• **Supplied passage**
== Segment start ==
Here ya go, folks, my tell-all diary of a one-night stand with NXNW 2000.
 
9 PM: Norfolk and Western
The hype was heavy for this local outfit when I asked around at the titty bar the night before. There's a Portland sound, ya know, and this band is it in a nutshell. And I'm no fan. Yawn. It's melodic, guitar oriented, Elliot Smith-y, three vertebrae up from shoe-gazer dopey rock. No head bobbing, just buy the cd and play it on a rainy day while you're cooking dinner or cleaning house in your pre-yuppie bohemia.
A lot of people turned out for this show, even though Norfolk and Western are local and you can presumably see them any time for less money and easier parking. Outfit of choice was khakis with tucked-in shirts. Smart guy stuff. Wire rim glasses and undyed hair. Natural fibers with Patagonia shells instead of leather coats. Cute guy factor was a big fat zero.

9:30: Polecat/Dora Flood
I ran around the corner to Dante's, hoping to catch some of Polecat, which, according to the write up promising high-energy loudness, I hoped would be more up my alley. I was late. I forgot the festival's basic tenet, namely that in order to haul in as much possible dough from poor little bands and non-wristbanded patrons, the NXNW machine must operate with deadly precision. That being the case, I arrived at 9:36 to the last little chugga-chuggas of this Seattle band. Oh, well. I was well in time to catch what proved to be the most exciting aspect of the festival for me: the virile tear-down and subsequent mounting of the bands' equipment. This part is HOT! All those instruments of revolution, bandied about by real WORKERS! The little band boys show off their muscles and grace while wheeling Marshalls offstage and delicately packing up bass drums.
== Segment end ==
• **Recorded data**
== Segment start ==
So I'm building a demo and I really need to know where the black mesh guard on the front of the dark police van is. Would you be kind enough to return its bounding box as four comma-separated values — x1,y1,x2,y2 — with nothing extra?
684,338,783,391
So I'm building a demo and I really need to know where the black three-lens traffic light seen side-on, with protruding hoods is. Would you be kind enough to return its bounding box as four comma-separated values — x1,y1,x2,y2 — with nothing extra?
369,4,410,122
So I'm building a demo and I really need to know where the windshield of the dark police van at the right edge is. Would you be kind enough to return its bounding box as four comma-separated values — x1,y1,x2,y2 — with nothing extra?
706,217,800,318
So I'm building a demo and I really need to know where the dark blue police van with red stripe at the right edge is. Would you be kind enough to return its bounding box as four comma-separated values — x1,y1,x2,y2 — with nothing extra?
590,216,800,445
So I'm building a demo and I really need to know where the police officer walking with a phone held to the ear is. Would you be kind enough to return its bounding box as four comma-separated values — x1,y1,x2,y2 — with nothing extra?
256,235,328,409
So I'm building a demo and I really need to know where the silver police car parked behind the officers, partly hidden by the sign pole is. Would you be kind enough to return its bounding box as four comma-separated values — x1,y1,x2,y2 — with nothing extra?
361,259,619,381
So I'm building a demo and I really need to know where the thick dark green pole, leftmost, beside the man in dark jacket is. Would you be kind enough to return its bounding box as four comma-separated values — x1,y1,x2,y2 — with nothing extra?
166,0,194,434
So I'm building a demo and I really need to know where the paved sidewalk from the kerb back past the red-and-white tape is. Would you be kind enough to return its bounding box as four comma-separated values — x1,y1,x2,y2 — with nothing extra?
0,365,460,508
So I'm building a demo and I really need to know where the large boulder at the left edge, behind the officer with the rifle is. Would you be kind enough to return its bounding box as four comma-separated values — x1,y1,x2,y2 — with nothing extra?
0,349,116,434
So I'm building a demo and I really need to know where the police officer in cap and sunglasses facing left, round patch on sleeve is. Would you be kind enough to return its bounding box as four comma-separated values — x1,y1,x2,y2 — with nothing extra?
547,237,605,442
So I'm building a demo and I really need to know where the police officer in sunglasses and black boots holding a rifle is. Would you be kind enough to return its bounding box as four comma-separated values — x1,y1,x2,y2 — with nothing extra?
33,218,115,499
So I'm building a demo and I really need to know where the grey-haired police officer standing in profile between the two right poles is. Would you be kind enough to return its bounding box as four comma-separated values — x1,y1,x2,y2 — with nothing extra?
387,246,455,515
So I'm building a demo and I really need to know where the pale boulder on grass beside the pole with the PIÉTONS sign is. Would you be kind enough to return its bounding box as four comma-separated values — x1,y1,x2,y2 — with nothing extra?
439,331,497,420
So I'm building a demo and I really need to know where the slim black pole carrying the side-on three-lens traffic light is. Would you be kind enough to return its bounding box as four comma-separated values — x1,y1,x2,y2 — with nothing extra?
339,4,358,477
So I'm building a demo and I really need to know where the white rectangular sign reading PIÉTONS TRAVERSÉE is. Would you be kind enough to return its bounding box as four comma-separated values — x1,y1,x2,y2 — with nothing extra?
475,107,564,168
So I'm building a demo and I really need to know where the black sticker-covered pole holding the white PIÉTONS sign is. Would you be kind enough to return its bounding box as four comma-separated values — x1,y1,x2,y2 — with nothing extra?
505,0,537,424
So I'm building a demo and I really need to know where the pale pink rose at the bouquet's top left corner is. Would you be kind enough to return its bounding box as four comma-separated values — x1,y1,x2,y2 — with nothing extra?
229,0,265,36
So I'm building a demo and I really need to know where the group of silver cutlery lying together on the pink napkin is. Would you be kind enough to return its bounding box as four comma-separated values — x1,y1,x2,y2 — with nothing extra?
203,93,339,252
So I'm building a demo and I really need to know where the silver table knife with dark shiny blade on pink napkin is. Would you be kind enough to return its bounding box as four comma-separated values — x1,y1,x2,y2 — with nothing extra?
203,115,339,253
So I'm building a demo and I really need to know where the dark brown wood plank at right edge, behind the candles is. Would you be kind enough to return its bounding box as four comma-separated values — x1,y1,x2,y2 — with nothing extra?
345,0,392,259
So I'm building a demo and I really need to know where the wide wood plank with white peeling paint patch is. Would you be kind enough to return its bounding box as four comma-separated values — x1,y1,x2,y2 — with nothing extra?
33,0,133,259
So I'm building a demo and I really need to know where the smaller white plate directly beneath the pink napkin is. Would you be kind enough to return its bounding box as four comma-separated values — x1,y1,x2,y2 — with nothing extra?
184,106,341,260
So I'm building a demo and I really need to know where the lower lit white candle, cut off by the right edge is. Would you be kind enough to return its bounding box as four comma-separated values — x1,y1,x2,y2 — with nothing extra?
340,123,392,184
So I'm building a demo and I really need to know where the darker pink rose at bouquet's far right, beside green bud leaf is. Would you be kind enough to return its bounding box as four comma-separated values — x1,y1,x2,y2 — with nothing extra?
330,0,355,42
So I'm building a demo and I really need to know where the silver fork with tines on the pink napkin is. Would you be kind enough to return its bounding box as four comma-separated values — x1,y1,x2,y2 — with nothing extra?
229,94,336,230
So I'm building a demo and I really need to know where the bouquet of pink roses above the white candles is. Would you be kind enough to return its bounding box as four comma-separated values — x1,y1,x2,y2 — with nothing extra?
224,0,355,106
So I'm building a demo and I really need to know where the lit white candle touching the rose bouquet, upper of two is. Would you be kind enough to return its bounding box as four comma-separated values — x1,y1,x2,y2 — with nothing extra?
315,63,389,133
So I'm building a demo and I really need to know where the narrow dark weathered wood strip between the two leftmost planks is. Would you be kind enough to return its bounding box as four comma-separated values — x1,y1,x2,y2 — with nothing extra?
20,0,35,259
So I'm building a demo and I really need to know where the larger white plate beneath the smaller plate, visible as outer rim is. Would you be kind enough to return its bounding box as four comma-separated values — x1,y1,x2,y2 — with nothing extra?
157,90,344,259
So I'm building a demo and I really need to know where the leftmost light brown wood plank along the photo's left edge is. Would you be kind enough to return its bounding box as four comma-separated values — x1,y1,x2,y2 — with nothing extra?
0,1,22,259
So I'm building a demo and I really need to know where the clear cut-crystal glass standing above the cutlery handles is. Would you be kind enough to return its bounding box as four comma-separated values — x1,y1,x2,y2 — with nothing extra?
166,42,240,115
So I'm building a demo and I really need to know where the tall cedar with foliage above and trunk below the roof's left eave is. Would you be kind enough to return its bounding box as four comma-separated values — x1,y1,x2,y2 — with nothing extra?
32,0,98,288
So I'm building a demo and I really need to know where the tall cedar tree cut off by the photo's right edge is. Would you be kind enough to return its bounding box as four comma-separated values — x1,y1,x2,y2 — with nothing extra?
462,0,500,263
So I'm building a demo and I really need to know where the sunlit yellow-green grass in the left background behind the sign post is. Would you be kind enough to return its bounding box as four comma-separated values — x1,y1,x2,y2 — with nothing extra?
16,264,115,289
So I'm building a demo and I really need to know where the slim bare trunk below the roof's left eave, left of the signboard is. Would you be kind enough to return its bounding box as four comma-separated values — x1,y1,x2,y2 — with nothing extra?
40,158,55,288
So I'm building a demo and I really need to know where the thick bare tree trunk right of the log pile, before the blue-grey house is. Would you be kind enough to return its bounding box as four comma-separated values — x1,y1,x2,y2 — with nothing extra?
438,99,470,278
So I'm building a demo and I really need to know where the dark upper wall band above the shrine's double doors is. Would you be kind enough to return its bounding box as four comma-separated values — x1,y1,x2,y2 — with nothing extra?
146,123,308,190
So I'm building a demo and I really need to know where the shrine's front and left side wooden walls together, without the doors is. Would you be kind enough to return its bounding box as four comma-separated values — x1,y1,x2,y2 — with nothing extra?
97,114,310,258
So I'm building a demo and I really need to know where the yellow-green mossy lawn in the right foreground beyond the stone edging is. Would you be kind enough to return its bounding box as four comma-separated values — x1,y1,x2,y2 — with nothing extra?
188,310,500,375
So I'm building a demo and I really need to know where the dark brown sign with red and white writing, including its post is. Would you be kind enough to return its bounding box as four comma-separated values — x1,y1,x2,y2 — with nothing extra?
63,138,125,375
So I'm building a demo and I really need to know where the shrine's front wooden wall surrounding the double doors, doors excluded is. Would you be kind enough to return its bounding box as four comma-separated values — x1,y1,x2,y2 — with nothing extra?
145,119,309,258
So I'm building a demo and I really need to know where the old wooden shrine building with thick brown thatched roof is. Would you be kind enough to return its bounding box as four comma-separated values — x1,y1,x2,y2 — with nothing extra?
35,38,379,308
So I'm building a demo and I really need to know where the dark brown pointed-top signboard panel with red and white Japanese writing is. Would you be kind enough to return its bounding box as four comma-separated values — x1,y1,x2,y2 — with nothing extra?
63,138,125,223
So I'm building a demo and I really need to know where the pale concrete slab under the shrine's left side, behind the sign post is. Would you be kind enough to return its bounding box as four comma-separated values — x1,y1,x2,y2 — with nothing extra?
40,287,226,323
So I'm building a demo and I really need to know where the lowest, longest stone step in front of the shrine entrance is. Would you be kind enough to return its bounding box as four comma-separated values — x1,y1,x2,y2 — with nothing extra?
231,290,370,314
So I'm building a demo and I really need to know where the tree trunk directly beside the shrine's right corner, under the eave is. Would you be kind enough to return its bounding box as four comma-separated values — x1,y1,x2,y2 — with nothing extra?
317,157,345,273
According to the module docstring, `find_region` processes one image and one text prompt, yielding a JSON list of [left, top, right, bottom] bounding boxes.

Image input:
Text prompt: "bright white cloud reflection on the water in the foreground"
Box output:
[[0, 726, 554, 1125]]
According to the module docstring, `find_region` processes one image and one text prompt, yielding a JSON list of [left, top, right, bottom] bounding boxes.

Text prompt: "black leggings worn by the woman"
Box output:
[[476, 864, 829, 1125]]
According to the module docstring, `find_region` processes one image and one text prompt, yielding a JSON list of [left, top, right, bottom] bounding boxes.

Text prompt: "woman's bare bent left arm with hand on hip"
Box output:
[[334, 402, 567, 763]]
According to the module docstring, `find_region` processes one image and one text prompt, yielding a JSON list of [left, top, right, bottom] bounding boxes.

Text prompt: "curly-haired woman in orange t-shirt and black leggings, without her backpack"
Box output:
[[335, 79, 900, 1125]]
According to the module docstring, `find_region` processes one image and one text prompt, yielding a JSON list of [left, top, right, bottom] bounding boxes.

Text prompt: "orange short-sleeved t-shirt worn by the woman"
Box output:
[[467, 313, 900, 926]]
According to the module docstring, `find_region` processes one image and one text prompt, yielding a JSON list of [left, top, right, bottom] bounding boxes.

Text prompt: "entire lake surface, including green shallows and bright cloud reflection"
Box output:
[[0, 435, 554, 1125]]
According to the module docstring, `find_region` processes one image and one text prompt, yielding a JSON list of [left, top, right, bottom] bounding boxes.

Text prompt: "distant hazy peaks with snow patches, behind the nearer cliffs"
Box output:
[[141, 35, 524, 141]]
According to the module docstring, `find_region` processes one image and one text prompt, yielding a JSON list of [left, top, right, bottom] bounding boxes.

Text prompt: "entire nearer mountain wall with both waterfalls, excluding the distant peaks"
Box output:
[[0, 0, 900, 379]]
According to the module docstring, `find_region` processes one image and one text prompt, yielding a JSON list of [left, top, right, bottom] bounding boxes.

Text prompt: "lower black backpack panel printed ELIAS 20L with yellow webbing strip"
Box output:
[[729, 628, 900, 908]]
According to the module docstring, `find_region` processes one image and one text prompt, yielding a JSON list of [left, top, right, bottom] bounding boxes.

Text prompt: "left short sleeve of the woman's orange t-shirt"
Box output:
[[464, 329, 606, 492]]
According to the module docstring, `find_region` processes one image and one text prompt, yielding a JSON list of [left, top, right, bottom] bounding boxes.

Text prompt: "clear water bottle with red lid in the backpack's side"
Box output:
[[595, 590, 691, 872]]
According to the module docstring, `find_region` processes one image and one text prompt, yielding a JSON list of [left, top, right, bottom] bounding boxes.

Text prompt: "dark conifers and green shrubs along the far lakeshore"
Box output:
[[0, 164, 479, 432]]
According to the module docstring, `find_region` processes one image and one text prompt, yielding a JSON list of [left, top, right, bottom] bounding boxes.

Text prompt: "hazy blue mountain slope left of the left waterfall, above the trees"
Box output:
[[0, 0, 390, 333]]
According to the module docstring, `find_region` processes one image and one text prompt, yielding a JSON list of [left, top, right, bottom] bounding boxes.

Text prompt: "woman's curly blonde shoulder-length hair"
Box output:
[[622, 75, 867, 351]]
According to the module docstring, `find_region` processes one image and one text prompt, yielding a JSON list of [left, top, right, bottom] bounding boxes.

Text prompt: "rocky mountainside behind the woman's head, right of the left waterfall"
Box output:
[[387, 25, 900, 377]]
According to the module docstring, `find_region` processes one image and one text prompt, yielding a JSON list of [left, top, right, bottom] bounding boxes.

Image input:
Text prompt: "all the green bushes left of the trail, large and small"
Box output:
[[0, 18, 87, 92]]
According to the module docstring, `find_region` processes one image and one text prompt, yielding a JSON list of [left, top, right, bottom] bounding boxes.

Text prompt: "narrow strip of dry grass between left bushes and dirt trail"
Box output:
== Segment end ==
• **Prompt**
In the festival diary, at what time did the writer get to Dante's?

• **Finished task**
9:36